◆ **Work request**
Go through the data and copy each line where the word "grass" shows up.

◆ **Supplied records**
>>>>
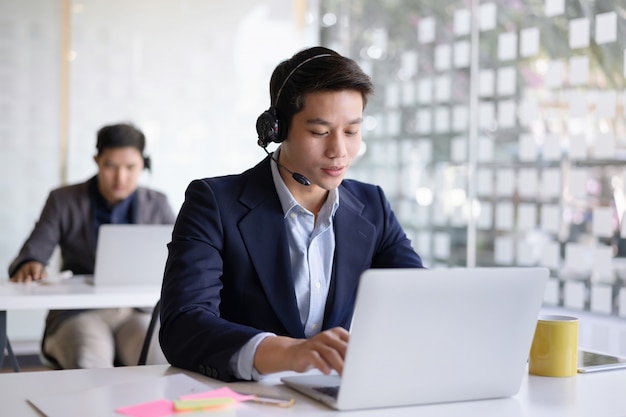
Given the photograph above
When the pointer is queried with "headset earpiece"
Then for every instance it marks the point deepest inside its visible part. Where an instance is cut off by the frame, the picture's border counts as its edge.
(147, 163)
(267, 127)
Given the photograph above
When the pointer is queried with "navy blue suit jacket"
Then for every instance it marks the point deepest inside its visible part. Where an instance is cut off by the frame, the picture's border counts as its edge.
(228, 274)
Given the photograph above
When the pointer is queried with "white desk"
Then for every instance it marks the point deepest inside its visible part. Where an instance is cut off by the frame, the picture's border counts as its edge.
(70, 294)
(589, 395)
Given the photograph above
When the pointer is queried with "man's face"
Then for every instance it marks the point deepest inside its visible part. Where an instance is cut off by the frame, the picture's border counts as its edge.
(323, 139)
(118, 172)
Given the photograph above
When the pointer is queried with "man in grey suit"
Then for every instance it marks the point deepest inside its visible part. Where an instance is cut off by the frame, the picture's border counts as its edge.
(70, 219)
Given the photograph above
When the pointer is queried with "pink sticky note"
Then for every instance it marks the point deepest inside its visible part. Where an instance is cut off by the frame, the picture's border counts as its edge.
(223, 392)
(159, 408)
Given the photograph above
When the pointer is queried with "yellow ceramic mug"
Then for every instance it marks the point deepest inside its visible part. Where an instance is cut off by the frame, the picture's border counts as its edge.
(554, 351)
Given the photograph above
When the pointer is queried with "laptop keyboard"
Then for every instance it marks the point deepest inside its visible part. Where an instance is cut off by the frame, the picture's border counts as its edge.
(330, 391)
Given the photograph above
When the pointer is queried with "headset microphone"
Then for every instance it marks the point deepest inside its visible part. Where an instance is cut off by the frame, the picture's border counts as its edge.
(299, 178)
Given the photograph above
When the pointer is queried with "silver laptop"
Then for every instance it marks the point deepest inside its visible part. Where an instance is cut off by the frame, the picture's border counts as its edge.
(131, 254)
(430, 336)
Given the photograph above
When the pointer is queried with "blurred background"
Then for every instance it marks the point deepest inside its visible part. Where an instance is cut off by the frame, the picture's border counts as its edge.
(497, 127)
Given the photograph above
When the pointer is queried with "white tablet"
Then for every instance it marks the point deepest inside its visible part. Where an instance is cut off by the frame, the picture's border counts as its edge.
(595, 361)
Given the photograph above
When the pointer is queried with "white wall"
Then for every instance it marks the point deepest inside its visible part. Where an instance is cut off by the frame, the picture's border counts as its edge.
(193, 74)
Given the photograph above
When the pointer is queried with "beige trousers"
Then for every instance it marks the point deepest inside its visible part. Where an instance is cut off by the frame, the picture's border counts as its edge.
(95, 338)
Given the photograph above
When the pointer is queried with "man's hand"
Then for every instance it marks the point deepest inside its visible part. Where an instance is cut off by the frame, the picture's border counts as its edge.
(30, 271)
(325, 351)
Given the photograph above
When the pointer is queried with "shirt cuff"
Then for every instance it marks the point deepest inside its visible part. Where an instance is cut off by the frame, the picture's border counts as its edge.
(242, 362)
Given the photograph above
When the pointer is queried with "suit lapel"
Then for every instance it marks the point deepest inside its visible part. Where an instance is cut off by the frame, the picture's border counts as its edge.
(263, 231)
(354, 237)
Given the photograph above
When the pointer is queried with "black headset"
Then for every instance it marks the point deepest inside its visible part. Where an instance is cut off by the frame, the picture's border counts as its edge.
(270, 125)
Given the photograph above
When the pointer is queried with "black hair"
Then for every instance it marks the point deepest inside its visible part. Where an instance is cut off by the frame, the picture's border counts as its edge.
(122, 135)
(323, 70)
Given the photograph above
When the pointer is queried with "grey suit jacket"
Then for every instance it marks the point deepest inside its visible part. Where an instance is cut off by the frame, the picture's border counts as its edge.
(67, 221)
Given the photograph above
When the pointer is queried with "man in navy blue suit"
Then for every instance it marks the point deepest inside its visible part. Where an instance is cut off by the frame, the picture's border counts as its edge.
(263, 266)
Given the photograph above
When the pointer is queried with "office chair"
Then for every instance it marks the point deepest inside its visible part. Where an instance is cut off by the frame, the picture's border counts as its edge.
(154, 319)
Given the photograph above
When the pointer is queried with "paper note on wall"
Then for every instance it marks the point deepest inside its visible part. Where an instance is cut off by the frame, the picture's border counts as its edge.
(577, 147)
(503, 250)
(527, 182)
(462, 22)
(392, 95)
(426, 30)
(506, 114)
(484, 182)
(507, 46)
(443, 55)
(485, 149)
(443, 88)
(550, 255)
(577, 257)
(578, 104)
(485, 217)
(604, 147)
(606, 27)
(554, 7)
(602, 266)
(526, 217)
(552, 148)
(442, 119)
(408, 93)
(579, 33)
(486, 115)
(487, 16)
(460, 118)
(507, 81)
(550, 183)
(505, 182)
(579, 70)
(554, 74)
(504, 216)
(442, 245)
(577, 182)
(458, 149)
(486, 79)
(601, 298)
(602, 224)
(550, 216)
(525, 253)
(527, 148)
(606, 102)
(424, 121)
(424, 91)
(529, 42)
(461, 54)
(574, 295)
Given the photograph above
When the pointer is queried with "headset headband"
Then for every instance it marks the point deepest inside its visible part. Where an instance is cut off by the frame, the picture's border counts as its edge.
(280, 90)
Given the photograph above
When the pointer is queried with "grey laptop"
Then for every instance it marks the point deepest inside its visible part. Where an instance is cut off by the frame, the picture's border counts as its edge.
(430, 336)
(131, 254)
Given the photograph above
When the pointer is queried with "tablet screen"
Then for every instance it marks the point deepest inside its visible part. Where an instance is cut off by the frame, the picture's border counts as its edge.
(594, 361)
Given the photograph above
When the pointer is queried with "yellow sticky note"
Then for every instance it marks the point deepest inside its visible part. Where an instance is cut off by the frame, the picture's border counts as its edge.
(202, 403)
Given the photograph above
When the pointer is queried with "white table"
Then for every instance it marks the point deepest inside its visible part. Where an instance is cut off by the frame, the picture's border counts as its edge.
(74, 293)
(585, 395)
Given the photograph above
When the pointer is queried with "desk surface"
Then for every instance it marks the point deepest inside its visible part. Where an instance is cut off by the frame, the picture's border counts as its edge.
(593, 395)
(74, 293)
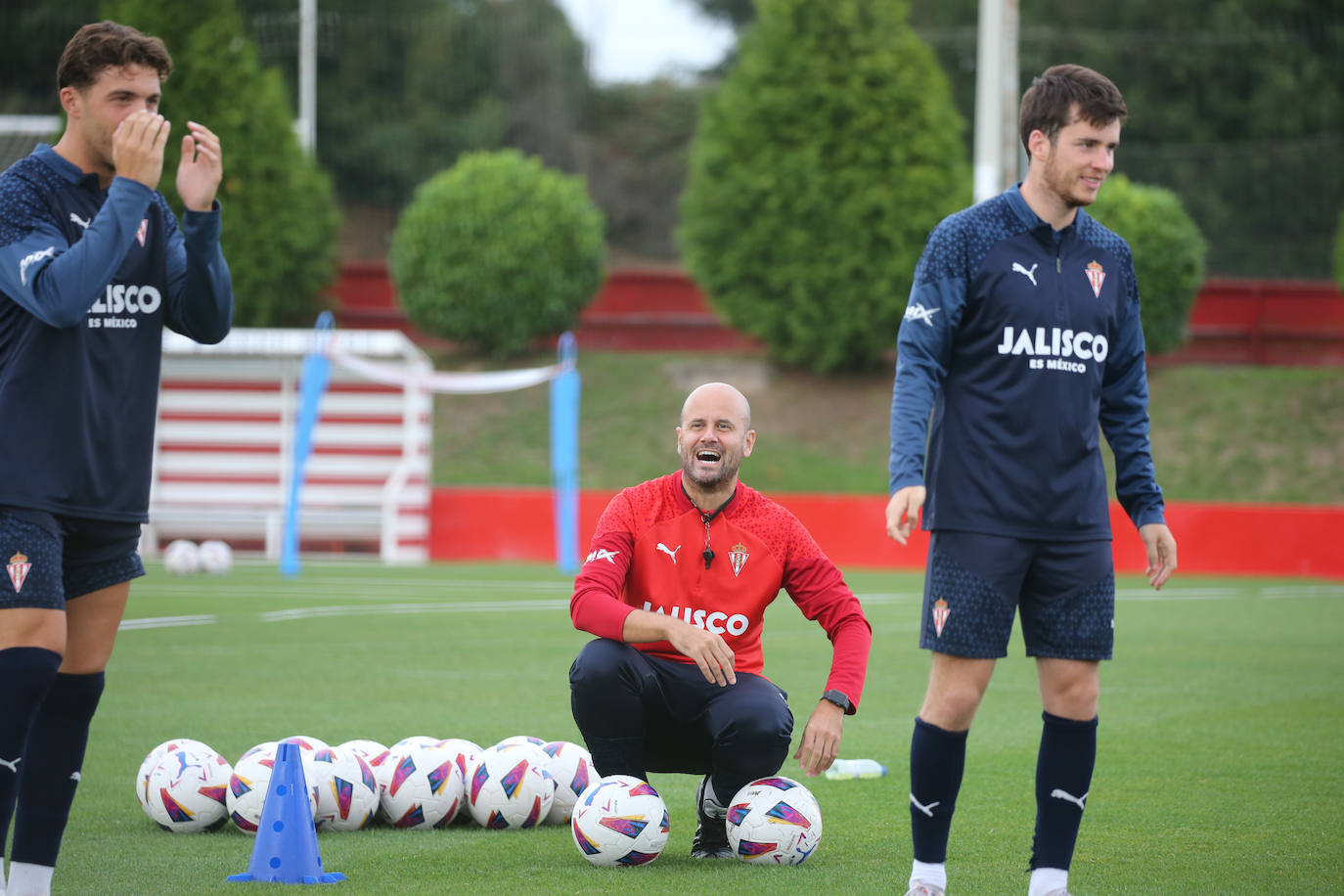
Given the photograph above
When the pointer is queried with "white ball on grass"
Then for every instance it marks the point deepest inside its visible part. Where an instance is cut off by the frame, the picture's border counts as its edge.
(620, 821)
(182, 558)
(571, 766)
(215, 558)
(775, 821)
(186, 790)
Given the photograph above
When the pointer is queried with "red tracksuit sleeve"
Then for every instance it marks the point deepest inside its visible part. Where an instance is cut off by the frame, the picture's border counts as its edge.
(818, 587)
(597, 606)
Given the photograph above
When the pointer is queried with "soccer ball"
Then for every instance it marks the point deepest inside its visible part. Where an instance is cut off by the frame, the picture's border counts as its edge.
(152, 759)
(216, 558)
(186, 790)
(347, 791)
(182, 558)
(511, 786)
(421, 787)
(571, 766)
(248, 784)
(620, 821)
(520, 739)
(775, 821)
<<<<
>>>>
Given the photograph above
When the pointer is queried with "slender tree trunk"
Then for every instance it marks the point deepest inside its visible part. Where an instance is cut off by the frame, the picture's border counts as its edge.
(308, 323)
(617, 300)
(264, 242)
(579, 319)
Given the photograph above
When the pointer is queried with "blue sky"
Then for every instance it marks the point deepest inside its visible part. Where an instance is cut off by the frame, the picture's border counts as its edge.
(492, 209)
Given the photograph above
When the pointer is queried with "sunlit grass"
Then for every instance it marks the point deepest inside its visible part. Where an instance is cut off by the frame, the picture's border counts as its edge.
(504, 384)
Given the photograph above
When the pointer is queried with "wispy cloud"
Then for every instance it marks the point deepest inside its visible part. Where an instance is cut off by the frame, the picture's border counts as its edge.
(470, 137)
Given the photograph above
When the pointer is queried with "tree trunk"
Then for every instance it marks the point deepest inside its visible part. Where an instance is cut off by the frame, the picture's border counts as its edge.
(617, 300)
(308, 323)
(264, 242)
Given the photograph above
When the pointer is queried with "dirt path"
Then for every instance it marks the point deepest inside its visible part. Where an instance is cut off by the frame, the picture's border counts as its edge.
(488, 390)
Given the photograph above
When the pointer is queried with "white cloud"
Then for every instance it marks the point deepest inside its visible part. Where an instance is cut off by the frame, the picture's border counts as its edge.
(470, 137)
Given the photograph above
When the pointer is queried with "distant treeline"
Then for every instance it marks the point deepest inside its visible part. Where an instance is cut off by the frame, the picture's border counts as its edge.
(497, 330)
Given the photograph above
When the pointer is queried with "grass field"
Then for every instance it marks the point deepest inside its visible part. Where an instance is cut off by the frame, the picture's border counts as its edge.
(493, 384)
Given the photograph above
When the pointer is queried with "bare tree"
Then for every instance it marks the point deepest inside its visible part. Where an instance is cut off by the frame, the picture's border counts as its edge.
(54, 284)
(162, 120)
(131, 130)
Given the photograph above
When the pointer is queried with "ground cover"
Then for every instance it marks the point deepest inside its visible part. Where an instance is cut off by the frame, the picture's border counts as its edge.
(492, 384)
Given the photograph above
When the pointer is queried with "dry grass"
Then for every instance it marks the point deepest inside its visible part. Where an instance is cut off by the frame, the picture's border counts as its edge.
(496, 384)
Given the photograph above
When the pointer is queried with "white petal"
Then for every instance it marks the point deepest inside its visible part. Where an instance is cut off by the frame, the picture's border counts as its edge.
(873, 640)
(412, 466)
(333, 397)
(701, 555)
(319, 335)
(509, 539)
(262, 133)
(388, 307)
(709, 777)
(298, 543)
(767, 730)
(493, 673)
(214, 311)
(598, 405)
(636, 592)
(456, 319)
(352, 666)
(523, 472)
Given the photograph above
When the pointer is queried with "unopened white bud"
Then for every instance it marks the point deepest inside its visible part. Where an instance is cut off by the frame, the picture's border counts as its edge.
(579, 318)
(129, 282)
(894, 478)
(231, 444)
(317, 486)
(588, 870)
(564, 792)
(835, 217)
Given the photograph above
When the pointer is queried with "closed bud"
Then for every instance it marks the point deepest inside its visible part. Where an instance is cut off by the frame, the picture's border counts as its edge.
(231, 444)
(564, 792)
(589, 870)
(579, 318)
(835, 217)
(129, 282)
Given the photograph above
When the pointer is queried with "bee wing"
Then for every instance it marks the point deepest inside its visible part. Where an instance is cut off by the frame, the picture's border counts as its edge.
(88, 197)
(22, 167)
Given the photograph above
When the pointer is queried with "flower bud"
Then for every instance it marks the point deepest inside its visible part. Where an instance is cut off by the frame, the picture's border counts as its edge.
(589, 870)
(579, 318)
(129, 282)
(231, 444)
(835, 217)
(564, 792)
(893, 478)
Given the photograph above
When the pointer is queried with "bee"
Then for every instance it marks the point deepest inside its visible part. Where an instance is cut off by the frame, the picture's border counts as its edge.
<<<<
>>>>
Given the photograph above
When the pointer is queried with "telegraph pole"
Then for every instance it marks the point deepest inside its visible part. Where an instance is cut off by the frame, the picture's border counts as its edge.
<<<<
◆ **Your solution**
When the pointer is queried with "white ball on grass"
When the pointer is queried with "sunlit grass"
When the pointer is queried with "grass field"
When the pointer is queried with "dry grass"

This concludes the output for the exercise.